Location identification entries
━━━━━━━━━━━━━━━━━━━━
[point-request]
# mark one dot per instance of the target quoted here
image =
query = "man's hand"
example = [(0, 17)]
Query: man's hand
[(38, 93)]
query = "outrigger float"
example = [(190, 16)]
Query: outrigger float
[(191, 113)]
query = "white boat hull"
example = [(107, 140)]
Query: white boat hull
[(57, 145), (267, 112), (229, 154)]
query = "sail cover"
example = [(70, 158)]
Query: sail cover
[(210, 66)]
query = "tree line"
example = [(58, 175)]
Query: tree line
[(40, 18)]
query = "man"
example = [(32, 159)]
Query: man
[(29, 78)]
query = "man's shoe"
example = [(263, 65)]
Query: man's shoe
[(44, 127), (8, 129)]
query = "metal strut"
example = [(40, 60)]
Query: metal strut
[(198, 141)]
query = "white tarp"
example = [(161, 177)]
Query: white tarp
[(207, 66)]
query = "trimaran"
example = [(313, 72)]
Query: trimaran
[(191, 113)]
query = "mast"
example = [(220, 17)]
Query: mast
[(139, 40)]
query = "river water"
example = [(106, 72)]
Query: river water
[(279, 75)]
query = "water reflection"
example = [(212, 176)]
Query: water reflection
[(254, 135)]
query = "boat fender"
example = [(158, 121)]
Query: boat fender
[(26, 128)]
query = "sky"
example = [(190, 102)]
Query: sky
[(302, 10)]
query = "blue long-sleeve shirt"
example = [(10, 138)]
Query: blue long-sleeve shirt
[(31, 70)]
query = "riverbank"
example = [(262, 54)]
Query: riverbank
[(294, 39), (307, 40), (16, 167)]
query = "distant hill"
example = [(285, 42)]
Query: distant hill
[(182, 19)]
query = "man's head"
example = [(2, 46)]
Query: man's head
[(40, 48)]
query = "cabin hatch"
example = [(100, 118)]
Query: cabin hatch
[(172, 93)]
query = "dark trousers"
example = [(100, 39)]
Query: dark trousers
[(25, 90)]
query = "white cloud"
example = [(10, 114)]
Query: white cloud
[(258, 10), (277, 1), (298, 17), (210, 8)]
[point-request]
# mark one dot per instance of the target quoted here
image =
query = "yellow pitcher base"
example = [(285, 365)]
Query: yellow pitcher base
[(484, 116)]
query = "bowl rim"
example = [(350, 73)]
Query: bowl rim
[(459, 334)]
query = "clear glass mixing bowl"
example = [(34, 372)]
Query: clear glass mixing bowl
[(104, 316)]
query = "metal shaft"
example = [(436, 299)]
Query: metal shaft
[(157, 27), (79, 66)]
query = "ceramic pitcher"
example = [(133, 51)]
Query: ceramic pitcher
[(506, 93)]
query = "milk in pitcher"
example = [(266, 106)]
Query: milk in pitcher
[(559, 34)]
━━━━━━━━━━━━━━━━━━━━
=== Set task ===
Print the records once more, exactly as they were given.

=== Complete output ===
[point-request]
# mark one dot per instance of the target quoted here
image =
query = "man's hand"
example = [(0, 17)]
Query: man's hand
[(38, 93)]
query = "outrigger float"
example = [(190, 16)]
Query: outrigger float
[(191, 113)]
query = "white boat hull"
example = [(107, 140)]
Query: white boat hull
[(57, 145), (267, 112), (229, 154)]
query = "sail cover"
example = [(70, 158)]
Query: sail cover
[(210, 66)]
query = "tree line"
example = [(58, 175)]
Query: tree line
[(40, 18)]
query = "man"
example = [(32, 159)]
Query: man
[(29, 78)]
query = "man's shoe"
example = [(263, 65)]
Query: man's shoe
[(44, 127), (8, 129)]
query = "metal strut"
example = [(40, 60)]
Query: metal strut
[(198, 141)]
query = "white tarp"
example = [(161, 177)]
Query: white tarp
[(207, 66)]
query = "trimaran"
example = [(313, 72)]
Query: trimaran
[(191, 113)]
query = "mast"
example = [(220, 17)]
Query: mast
[(139, 40)]
query = "river water"
example = [(106, 72)]
Query: river water
[(279, 75)]
query = "water reflection"
example = [(212, 176)]
Query: water reflection
[(254, 135)]
query = "boat fender"
example = [(158, 121)]
Query: boat fender
[(26, 128)]
query = "sky"
example = [(190, 102)]
Query: sky
[(302, 10)]
query = "blue long-sleeve shirt"
example = [(10, 138)]
Query: blue long-sleeve shirt
[(31, 70)]
query = "riverbank"
example = [(262, 54)]
Query: riverbank
[(294, 39), (307, 40), (16, 167)]
query = "distant hill"
example = [(285, 42)]
Query: distant hill
[(182, 19)]
query = "man's head"
example = [(2, 46)]
Query: man's head
[(40, 48)]
query = "cabin hatch"
example = [(100, 118)]
Query: cabin hatch
[(172, 93)]
query = "dark trousers"
example = [(100, 39)]
Query: dark trousers
[(25, 90)]
query = "white cloud"
example = [(10, 114)]
Query: white cloud
[(258, 10), (277, 1), (298, 17), (210, 8)]
[point-request]
# mark one dot per instance of the target quoted here
image =
query = "yellow pitcher base"
example = [(285, 365)]
Query: yellow pitcher base
[(484, 116)]
query = "bowl rim"
example = [(350, 73)]
Query: bowl rim
[(459, 334)]
query = "clear glass mixing bowl"
example = [(34, 372)]
Query: clear glass mixing bowl
[(104, 316)]
query = "metal shaft"
example = [(436, 299)]
Query: metal shaft
[(157, 27), (79, 66)]
query = "ceramic pitcher"
example = [(133, 51)]
Query: ceramic pitcher
[(506, 93)]
query = "milk in pitcher"
example = [(266, 106)]
Query: milk in pitcher
[(559, 34)]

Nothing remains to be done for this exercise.